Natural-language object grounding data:
==============================

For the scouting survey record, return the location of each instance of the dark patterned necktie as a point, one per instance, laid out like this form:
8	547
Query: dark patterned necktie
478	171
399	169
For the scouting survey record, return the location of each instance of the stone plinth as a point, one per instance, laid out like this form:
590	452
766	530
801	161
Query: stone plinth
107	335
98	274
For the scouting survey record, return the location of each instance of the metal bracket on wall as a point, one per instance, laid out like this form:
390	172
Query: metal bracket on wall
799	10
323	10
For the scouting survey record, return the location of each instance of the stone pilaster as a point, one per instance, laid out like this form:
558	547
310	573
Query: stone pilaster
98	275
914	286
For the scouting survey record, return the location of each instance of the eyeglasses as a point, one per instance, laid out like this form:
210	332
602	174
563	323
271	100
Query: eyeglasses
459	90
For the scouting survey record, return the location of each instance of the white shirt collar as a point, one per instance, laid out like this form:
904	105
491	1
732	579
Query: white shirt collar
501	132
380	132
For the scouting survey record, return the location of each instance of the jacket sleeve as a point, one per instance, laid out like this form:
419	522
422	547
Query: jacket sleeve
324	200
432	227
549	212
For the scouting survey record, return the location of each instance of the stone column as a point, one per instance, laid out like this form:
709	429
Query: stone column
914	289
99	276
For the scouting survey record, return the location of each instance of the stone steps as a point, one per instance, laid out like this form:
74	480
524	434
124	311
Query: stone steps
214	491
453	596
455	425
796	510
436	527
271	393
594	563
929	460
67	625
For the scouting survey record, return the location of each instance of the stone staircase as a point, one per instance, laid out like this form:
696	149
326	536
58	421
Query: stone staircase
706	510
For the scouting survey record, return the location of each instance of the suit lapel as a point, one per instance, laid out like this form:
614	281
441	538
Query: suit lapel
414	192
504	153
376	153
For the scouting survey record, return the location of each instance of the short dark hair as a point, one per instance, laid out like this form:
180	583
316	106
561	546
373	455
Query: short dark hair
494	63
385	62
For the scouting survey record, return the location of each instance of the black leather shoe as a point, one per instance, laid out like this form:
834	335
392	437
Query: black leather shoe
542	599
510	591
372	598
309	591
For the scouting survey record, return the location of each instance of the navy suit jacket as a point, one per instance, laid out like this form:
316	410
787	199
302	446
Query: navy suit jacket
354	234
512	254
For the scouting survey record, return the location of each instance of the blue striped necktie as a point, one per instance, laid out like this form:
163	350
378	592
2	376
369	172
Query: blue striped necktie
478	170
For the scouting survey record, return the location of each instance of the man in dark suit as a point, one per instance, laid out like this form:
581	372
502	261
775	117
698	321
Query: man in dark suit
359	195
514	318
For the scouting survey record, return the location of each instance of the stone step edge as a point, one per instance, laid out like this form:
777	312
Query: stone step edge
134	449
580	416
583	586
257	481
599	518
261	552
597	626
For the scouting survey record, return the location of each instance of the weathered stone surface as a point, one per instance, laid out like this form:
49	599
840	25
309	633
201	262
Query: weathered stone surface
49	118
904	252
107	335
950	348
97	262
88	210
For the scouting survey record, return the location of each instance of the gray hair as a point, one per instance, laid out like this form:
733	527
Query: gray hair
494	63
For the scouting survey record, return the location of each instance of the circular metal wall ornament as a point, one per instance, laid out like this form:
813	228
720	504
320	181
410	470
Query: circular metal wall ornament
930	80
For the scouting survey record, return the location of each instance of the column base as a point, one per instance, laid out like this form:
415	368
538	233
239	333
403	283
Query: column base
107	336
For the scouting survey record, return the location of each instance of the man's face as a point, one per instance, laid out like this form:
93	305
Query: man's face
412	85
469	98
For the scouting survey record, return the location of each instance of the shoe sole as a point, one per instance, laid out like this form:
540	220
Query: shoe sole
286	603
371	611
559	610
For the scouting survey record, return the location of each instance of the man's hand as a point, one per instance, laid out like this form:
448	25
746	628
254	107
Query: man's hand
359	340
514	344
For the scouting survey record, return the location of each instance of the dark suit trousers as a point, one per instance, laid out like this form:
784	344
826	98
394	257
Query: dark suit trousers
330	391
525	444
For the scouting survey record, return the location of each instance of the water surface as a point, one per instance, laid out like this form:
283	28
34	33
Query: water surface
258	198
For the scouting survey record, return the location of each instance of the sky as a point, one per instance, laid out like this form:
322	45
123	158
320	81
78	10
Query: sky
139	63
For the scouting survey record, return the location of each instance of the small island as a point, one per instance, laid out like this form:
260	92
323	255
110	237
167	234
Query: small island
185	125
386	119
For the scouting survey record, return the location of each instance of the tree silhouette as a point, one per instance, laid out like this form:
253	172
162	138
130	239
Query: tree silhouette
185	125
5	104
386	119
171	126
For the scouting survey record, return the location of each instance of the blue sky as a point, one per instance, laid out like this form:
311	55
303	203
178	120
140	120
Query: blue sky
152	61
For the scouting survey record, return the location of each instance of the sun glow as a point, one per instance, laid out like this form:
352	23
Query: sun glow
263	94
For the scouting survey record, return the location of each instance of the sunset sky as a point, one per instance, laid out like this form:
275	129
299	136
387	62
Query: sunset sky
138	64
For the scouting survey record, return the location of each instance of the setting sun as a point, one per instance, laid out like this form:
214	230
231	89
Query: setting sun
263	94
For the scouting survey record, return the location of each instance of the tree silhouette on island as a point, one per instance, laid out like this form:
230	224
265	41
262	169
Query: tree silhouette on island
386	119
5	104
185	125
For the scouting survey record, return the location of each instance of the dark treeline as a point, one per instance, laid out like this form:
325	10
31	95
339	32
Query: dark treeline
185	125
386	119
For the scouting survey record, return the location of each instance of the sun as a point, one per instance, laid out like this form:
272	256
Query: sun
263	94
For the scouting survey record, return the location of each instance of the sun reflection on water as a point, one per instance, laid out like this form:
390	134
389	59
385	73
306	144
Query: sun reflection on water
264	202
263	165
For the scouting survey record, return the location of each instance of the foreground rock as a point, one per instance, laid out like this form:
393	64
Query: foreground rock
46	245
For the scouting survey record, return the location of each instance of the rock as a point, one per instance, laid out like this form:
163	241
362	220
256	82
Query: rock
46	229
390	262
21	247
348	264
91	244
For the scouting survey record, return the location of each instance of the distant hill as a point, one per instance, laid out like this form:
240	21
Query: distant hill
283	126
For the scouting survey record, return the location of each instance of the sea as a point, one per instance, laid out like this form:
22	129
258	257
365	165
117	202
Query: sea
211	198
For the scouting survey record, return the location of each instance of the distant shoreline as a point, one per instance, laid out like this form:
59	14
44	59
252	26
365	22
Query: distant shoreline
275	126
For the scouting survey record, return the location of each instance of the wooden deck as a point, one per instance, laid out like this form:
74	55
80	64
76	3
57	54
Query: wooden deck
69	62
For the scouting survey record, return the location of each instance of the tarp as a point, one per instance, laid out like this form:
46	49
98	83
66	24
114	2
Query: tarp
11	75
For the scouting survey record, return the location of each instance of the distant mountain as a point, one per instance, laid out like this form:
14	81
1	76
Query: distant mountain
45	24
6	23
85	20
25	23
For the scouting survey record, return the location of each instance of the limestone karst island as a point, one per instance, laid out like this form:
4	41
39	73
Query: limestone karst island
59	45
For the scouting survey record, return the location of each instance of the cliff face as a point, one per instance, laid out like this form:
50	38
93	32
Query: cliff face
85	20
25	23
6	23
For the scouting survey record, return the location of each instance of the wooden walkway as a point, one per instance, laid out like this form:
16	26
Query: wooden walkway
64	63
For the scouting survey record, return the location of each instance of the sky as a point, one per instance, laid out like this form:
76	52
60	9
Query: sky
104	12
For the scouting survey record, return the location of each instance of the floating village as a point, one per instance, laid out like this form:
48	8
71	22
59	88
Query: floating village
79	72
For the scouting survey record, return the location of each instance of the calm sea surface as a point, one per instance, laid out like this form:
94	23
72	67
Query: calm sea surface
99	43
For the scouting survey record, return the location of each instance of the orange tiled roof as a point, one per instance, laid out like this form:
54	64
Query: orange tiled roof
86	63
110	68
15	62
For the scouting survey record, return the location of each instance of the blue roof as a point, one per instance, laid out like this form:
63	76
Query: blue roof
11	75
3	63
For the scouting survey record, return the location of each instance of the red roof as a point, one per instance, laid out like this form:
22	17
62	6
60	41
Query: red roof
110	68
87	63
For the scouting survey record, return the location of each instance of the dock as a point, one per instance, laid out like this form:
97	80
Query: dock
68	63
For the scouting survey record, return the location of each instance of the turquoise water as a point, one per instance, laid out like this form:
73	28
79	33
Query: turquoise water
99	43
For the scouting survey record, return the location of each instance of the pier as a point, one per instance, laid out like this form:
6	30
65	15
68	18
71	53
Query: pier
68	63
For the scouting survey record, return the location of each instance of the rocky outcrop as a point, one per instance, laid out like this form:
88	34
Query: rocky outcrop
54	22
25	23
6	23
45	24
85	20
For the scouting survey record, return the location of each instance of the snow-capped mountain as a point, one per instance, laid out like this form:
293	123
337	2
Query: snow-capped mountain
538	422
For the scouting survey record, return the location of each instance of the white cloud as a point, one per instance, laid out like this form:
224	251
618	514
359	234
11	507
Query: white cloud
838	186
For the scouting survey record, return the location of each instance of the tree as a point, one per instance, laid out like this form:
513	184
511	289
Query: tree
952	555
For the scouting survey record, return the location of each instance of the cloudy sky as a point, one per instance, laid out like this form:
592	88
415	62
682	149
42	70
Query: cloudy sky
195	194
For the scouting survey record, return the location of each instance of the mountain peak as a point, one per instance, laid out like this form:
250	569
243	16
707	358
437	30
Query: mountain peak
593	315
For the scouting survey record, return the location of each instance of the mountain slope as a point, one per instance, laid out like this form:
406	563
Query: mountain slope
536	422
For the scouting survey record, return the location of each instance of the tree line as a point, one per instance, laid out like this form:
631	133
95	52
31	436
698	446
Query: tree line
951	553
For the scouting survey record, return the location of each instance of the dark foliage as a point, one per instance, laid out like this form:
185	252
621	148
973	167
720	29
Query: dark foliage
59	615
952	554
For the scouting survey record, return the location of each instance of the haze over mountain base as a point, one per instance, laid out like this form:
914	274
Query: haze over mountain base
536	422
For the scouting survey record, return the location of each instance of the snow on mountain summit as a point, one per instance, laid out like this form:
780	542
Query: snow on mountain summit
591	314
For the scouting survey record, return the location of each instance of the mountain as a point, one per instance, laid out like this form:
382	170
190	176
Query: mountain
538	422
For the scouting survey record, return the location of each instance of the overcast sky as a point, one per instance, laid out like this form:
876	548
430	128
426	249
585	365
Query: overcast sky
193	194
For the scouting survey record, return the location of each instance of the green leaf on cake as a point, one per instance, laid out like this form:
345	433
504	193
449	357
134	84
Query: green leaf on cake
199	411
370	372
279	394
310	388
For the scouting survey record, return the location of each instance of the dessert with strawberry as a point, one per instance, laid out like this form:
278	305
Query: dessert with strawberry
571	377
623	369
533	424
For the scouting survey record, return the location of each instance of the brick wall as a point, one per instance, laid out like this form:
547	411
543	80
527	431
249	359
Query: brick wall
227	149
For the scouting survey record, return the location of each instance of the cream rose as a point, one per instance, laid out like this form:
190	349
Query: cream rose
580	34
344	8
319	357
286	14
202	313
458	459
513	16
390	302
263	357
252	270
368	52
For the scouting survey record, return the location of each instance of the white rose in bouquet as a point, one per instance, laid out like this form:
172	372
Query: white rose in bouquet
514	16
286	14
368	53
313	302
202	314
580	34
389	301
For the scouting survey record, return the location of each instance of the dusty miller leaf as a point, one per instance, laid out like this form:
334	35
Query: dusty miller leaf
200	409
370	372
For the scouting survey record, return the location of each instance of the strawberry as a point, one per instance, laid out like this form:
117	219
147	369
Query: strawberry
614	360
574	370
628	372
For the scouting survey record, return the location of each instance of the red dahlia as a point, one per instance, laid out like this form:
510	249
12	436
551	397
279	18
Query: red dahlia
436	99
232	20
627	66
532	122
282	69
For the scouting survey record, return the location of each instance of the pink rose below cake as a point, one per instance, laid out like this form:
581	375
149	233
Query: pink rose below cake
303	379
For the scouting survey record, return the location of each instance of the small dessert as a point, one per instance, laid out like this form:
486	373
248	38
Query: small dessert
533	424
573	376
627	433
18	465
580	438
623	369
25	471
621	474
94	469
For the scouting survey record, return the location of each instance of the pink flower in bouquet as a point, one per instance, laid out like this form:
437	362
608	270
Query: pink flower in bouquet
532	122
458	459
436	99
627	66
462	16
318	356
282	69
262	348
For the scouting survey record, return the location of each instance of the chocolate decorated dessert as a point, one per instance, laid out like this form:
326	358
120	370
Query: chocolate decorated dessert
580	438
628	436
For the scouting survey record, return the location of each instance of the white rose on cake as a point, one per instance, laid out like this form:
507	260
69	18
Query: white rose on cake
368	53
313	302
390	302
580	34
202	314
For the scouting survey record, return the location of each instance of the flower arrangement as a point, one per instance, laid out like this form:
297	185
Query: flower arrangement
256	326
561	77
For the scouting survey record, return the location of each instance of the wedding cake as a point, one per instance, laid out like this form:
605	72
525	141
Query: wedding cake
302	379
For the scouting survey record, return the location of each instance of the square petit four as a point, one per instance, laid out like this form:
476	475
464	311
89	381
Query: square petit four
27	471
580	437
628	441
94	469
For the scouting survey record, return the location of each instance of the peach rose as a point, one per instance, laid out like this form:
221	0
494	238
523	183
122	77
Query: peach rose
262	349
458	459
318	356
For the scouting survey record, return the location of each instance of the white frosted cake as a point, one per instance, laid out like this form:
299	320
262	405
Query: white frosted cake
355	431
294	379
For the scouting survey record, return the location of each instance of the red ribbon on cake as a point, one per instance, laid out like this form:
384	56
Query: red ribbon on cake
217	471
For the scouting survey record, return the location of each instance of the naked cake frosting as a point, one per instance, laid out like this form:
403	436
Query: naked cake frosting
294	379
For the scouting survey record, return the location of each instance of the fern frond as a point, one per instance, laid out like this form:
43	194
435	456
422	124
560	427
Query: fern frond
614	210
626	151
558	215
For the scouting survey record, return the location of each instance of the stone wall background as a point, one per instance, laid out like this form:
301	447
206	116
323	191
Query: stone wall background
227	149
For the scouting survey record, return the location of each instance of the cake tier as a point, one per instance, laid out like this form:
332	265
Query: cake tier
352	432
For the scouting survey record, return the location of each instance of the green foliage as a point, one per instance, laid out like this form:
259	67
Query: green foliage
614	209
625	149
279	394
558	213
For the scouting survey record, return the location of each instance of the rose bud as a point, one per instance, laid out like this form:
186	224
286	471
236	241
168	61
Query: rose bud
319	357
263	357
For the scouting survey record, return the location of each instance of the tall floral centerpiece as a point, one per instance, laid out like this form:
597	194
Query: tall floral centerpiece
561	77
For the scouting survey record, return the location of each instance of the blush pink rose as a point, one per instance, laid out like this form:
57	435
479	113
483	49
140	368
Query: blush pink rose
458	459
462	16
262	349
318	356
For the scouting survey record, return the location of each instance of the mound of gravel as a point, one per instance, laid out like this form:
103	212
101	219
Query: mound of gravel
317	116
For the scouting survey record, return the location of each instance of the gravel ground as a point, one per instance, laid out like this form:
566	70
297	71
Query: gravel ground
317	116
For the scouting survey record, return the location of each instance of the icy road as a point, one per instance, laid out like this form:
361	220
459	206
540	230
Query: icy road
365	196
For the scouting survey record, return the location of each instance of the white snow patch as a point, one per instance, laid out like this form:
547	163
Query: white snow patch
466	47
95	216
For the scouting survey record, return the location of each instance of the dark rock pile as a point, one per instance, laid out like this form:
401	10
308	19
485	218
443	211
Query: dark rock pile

==============================

_What is needed:_ Work through the records above line by line and count those that hold the string "pile". Give only the result.

_Reply to the exercise:_ 2